> [INSTRUCTIONS FOR THE TASK] Rewrite all of the data below with "screenshot" changed to "photo" everywhere and nothing else altered. Leave the pictures out of your answer.

Items from a data source
[Begin]

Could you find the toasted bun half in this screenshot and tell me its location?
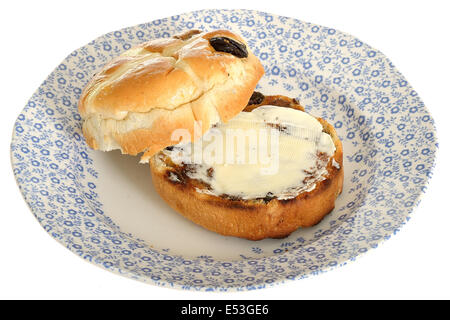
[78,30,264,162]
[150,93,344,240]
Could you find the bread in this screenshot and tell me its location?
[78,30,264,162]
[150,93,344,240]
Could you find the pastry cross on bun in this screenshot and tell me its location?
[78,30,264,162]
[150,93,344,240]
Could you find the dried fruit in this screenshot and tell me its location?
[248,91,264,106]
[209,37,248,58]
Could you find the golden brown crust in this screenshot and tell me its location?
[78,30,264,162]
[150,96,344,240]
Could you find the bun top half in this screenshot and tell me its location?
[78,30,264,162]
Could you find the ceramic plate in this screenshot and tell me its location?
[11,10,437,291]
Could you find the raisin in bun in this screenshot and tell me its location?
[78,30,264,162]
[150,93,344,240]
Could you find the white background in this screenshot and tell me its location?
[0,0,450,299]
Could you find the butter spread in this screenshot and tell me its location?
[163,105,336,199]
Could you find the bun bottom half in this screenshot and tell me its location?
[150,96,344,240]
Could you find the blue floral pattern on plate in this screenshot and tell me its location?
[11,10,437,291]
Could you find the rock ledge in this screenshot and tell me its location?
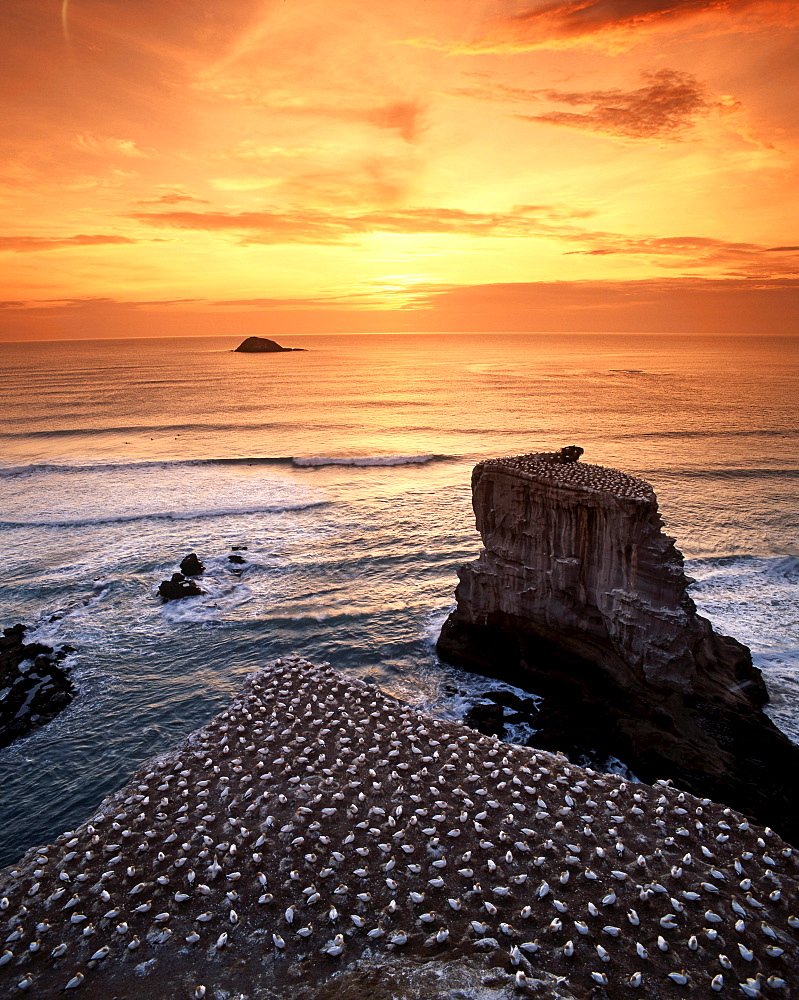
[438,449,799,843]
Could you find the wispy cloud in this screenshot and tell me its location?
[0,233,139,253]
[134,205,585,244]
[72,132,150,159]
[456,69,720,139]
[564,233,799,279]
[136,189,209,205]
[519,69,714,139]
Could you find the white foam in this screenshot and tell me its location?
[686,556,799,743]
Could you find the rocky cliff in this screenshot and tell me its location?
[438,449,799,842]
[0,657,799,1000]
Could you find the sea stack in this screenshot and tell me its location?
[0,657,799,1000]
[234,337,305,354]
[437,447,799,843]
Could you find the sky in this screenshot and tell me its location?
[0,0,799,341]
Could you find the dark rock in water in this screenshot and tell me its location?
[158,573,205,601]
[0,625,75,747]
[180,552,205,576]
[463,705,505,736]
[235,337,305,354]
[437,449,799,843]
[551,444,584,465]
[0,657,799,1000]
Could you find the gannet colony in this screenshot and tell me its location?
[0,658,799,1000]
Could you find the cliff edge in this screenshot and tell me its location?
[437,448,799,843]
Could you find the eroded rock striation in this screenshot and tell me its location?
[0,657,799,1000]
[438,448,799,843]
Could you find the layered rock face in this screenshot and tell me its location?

[End]

> [RESPONSE]
Could you find the toasted bun half in this photo and tell me its location?
[78,30,264,162]
[150,93,344,240]
Could you find the bread in this photo and tell me its location?
[78,30,264,162]
[150,93,344,240]
Could you find the pastry cross on bun in this photo and tell me its location?
[78,30,264,162]
[150,93,344,240]
Could you find the dried fruit in this photo and tell me its location?
[248,91,264,106]
[209,37,248,58]
Could you find the golden brown crust in this photo and tell me its location?
[78,30,264,162]
[150,96,344,240]
Could you find the bun top half in this photo and tell me its location?
[78,30,264,162]
Could you find the ceramic plate in this photo and tell me its location?
[11,10,437,291]
Could you find the raisin in bun in this photo and tell me its location?
[78,30,264,162]
[150,93,344,240]
Could you find the white background in this photo and tell me its location?
[0,0,450,299]
Could you find the butter spread in this photo and tell me its location?
[163,105,336,199]
Could you find the bun bottom half in this photo and tell me its location?
[150,96,344,240]
Could you find the blue floral pattern on plate in this photo and tell me its location?
[11,10,437,291]
Could you find the rock ledge in this photo and tell me its location?
[438,449,799,843]
Could you find the wispy cloud in this photo and tell me its location?
[0,233,139,253]
[134,205,585,244]
[72,132,150,159]
[456,69,720,139]
[564,233,799,279]
[136,189,209,205]
[519,69,714,139]
Could you find the white foam in this photo and tell me its location?
[686,556,799,743]
Could you find the rocky cliff in this photo and tell me its location?
[438,449,799,842]
[0,657,799,1000]
Could you find the sea stack in this photo and tell me its location?
[0,657,799,1000]
[234,337,305,354]
[437,447,799,843]
Could you find the sky in this photo and tell me its location?
[0,0,799,341]
Could you find the dark rock in water in this photo and tell me its location?
[158,573,205,601]
[0,625,75,747]
[180,552,205,576]
[463,705,505,736]
[235,337,305,354]
[437,449,799,843]
[551,444,584,465]
[0,657,799,1000]
Could you find the gannet colony in this photo and tell me its location?
[0,658,799,1000]
Could you find the cliff edge in this photo and tell me its location?
[437,448,799,843]
Could you find the eroded rock striation in this photo and tell me its location?
[0,657,799,1000]
[438,448,799,843]
Could you find the layered rock face in this photo and tell me its location?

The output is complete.